--- Data records ---

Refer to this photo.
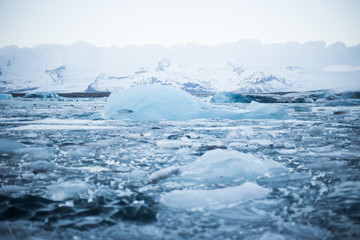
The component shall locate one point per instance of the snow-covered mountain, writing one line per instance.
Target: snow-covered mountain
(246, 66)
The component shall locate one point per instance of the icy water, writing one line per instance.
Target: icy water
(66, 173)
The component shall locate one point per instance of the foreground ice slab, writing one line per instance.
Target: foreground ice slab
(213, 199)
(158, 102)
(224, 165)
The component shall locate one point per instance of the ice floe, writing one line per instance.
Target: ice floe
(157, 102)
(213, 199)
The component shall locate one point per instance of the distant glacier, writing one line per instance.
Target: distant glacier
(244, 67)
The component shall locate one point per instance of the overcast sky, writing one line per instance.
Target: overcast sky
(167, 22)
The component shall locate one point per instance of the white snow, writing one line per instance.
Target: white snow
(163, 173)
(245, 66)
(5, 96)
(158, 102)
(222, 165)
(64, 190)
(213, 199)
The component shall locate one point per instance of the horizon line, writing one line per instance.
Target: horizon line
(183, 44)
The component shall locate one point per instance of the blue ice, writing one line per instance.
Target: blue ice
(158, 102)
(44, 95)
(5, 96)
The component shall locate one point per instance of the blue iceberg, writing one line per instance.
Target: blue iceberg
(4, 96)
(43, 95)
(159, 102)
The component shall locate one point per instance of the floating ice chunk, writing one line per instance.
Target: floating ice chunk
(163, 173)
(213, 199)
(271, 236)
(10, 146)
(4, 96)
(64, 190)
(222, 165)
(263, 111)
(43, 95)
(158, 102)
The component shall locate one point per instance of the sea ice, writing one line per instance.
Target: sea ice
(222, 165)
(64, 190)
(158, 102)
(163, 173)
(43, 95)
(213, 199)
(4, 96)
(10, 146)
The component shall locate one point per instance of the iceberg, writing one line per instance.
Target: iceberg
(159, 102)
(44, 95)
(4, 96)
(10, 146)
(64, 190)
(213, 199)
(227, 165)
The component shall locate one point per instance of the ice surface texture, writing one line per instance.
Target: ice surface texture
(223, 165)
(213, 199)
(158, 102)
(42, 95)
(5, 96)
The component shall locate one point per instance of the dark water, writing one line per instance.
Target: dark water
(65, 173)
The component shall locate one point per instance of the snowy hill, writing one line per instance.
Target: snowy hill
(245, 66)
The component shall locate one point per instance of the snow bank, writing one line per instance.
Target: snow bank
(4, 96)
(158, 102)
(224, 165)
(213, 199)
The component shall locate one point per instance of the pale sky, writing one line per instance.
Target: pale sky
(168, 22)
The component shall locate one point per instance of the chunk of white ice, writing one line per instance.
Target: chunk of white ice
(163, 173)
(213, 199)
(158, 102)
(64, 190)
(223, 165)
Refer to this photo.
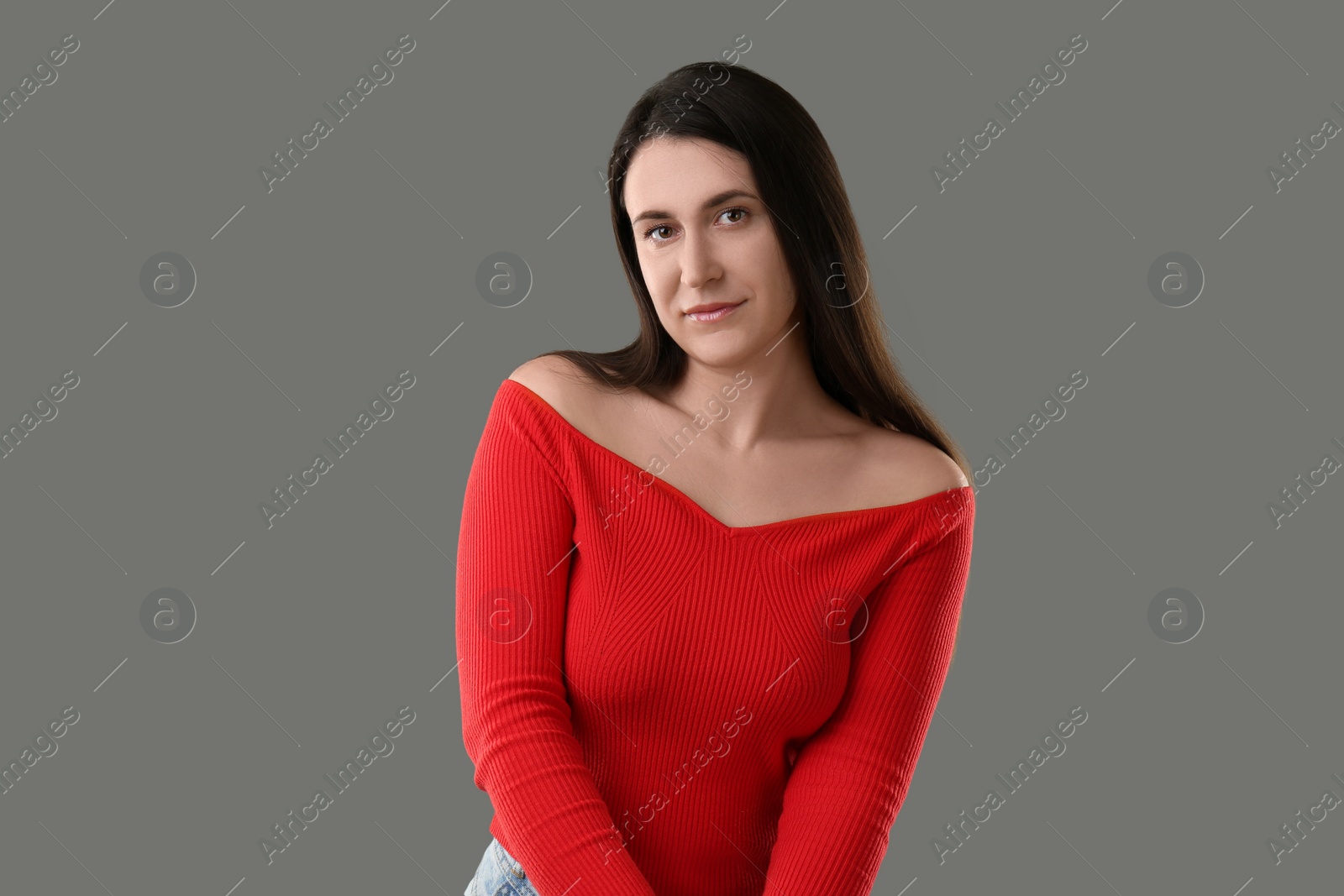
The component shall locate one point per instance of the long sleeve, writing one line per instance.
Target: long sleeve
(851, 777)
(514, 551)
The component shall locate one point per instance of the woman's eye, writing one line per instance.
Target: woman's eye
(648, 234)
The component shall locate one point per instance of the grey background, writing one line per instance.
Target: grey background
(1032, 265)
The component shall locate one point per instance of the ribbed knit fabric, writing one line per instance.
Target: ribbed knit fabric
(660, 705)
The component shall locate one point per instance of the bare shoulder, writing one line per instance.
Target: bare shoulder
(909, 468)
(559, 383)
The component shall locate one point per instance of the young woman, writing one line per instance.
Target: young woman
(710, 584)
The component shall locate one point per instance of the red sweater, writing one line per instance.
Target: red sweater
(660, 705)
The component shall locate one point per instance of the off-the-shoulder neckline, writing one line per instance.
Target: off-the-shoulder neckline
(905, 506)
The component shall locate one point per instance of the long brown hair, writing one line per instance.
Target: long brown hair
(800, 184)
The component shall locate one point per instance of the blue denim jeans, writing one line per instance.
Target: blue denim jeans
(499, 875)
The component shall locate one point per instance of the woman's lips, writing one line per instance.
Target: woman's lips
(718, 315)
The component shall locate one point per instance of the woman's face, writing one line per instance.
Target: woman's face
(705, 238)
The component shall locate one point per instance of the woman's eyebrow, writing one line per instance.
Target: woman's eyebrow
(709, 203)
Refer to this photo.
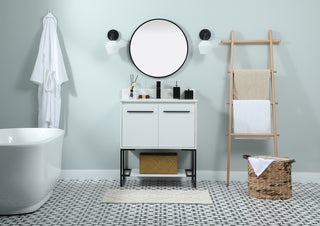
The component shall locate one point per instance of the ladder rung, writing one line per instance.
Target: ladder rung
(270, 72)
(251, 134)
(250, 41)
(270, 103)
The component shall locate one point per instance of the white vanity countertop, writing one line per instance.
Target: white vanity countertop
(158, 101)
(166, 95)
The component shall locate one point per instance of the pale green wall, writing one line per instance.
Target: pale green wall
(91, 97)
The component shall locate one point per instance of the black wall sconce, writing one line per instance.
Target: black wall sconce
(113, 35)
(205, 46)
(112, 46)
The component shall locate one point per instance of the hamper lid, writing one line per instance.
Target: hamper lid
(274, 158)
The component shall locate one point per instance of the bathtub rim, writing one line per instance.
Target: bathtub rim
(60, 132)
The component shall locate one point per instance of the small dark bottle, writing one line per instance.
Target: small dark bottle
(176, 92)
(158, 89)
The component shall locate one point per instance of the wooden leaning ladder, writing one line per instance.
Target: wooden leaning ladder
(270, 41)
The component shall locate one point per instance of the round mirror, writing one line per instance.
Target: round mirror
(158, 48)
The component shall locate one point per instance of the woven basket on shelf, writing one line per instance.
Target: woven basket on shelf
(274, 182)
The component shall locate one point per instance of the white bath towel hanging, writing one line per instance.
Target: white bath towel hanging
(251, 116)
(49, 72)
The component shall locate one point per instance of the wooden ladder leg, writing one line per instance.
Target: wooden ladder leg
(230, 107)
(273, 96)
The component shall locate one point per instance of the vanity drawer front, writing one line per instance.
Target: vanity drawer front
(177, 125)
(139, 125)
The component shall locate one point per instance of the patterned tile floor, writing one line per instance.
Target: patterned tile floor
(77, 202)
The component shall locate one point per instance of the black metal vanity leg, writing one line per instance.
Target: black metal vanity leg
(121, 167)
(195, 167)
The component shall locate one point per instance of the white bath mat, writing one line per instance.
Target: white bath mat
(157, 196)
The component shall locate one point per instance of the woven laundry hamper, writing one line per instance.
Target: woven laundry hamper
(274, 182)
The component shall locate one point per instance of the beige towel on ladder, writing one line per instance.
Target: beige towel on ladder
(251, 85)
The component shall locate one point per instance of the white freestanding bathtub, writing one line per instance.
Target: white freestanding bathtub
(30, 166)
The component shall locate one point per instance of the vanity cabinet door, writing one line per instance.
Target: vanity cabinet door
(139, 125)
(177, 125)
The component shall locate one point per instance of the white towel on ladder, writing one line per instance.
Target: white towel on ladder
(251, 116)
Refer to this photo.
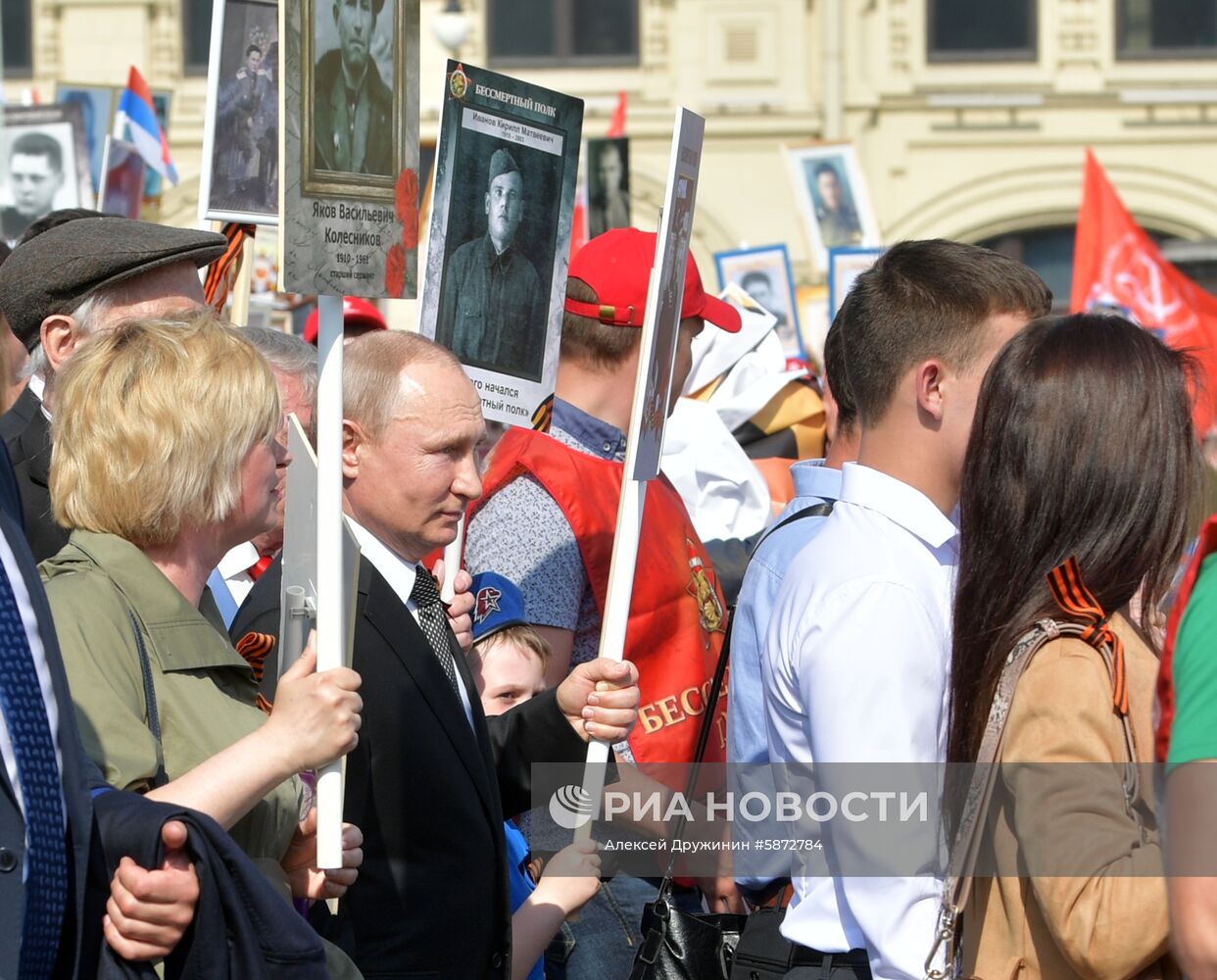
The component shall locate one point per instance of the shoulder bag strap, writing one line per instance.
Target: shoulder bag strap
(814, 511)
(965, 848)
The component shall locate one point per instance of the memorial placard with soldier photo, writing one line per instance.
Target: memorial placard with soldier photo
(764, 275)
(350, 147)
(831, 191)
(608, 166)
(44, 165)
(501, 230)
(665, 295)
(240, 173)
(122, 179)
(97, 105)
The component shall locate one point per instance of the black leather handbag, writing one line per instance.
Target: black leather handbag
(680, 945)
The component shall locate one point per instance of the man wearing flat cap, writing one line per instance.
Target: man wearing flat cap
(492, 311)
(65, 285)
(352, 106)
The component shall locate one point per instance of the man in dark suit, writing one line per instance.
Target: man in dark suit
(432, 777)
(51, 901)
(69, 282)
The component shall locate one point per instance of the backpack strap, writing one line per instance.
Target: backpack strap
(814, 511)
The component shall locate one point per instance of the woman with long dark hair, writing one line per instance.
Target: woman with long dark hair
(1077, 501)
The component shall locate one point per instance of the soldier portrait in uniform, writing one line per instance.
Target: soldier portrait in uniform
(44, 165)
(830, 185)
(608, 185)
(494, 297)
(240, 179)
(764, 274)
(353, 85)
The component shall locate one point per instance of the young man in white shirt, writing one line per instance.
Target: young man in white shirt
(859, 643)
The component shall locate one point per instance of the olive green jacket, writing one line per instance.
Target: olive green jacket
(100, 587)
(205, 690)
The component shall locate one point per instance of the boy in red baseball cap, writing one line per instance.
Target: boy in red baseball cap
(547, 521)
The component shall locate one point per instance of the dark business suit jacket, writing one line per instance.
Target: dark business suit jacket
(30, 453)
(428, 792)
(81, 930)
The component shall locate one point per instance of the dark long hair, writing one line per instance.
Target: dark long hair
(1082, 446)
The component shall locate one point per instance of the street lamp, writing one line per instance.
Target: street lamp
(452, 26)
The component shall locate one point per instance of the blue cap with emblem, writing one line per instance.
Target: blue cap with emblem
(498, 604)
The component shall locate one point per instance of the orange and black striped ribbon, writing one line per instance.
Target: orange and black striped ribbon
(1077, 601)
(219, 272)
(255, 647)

---

▶ Exercise goal:
Locate the line with "long hair, writing one line per instance." in the entries above; extract it and every line after it, verbatim.

▶ Solution to this exercise:
The component shall locate one point per instance of the dark long hair, writing one line per instance.
Target: dark long hair
(1082, 446)
The component shall locate one point per instance of the street lamp, writing one line per instance.
Target: street lamp
(452, 26)
The component shall locate one point per instance of the blue cap with emblem, writing one line per instance.
Target: blue cap with emblem
(498, 604)
The component shall locate one point per instance of the orange and black striped ribbon, writing one line per instance.
Target: orange and black striped ribbon
(1077, 601)
(219, 272)
(255, 647)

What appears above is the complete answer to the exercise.